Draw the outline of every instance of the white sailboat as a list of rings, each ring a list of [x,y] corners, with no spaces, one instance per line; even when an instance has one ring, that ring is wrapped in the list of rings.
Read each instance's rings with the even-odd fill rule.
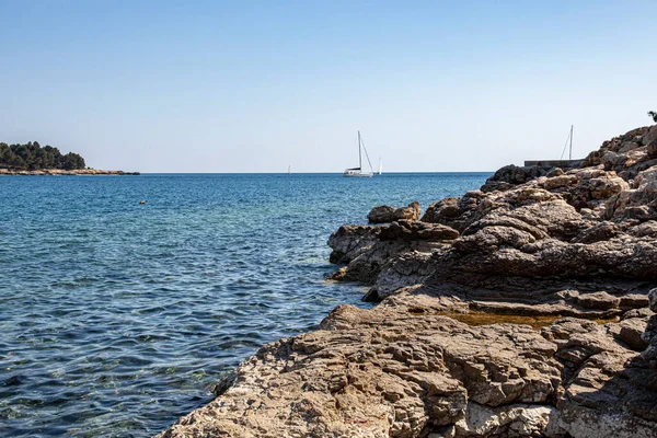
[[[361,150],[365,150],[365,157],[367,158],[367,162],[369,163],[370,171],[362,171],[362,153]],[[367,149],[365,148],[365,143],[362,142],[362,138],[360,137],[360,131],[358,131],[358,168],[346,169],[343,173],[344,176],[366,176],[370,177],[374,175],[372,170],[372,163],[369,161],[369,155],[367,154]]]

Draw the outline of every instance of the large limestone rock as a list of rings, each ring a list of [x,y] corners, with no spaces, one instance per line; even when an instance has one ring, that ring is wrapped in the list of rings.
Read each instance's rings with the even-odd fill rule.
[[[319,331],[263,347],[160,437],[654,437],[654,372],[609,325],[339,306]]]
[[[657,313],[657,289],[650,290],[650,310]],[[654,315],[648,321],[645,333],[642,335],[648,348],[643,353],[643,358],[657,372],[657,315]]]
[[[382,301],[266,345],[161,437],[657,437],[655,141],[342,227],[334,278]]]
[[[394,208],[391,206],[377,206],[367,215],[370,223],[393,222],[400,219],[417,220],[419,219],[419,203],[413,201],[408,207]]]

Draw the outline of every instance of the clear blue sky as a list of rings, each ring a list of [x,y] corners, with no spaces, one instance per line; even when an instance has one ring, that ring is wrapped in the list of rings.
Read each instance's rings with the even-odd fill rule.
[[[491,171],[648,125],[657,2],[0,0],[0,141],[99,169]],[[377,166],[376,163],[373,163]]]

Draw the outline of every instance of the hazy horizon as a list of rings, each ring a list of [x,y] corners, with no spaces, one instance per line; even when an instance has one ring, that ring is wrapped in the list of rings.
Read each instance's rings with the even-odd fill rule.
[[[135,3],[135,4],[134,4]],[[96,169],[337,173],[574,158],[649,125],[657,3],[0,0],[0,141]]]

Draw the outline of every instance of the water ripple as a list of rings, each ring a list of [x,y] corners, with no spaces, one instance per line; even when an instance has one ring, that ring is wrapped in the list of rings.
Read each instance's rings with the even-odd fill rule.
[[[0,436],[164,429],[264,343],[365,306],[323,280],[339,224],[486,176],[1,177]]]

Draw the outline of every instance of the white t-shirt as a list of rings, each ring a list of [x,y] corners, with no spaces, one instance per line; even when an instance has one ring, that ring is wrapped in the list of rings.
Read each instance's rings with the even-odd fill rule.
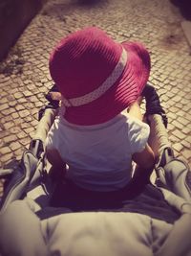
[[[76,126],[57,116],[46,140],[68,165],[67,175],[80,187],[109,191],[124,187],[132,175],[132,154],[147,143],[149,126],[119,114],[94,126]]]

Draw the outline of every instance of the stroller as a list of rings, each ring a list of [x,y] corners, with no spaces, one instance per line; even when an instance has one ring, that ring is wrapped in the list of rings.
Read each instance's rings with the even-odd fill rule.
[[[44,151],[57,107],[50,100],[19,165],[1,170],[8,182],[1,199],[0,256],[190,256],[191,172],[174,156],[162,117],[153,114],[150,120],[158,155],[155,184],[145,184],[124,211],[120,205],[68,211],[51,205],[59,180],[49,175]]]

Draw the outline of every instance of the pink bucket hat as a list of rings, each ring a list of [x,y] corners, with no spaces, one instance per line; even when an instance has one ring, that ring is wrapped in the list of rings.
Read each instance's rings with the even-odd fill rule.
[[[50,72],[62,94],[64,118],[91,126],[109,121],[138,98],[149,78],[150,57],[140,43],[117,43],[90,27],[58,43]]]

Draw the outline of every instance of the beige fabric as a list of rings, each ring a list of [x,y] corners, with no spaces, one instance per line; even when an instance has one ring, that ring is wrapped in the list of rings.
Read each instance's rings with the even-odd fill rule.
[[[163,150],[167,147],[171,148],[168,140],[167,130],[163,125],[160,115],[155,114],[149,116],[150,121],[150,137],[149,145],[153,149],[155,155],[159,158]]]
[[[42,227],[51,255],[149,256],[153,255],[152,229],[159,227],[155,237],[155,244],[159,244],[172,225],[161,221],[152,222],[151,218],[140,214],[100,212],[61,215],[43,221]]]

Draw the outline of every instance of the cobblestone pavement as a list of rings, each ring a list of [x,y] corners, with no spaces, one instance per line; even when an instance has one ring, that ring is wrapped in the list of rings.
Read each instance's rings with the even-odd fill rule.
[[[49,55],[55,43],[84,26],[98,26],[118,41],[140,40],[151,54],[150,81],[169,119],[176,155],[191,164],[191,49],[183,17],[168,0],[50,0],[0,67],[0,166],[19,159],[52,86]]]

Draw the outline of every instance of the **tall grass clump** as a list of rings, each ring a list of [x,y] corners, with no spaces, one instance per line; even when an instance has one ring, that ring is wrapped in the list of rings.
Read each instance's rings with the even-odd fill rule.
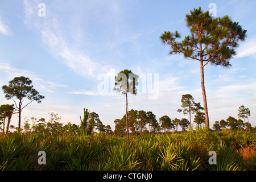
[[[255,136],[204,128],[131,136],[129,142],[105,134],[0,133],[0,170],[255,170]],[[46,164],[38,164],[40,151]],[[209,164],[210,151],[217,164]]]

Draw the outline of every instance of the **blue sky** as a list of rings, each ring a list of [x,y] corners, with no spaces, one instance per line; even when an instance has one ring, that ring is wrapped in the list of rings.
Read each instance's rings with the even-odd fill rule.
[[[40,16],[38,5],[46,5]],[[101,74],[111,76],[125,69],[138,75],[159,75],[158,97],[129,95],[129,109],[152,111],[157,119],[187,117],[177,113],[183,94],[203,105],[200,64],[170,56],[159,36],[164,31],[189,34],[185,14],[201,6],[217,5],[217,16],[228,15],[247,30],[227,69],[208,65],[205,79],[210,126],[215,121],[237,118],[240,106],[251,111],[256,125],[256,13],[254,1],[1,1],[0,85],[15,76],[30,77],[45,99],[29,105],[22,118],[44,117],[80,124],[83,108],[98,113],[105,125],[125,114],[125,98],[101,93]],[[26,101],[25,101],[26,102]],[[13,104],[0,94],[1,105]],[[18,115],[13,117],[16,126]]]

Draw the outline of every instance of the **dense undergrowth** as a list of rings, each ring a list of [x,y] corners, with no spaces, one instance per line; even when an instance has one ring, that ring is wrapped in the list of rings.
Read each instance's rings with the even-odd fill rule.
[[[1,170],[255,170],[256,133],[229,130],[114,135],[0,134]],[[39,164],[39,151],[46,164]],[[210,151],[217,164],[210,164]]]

* * * * *

[TASK STATEMENT]:
Identify every line in the listing that contains the word "white" and copy each of those lines. Case counts.

[COMPLETED TASK]:
Draw the outline of every instance of the white sailboat as a list of rings, each ring a list of [x,y] corners, with no spaces, one instance per line; even when an instance has one ring, that ring is wrapped in the list of rings.
Draw the outline of every instance of the white t-shirt as a list of rings, each ring a list of [x,y] corners, with no spaces, one instance per line; even when an instance has one ring, that ring is wrapped in the list of rings.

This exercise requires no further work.